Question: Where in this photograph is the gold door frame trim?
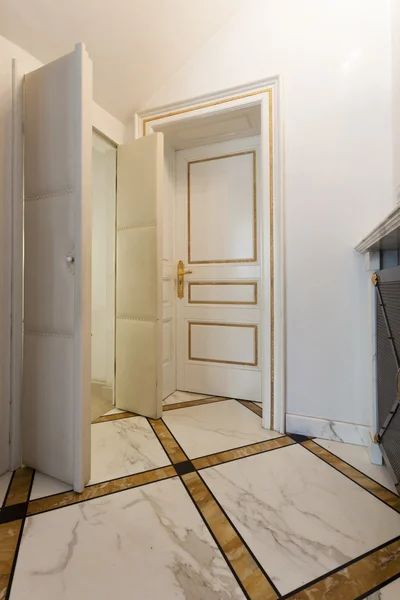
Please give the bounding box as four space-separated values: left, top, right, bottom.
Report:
188 281 258 306
142 88 272 135
188 321 258 367
187 150 257 265
142 87 275 429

▸ TASK TO CARRY OUT: Put the lines of the data above into a JSON list of strings, one string for each line, skipping any blank lines. Leave the picture out of the list.

▸ WRITTEN RESPONSE:
[
  "Question: Where in this photograph is the gold door frame trim?",
  "Please give the bounding box as four space-separated values: left, top, right, bottom.",
  "Report:",
  "188 281 258 306",
  "142 88 272 135",
  "188 321 258 367",
  "187 150 257 265",
  "142 87 275 429"
]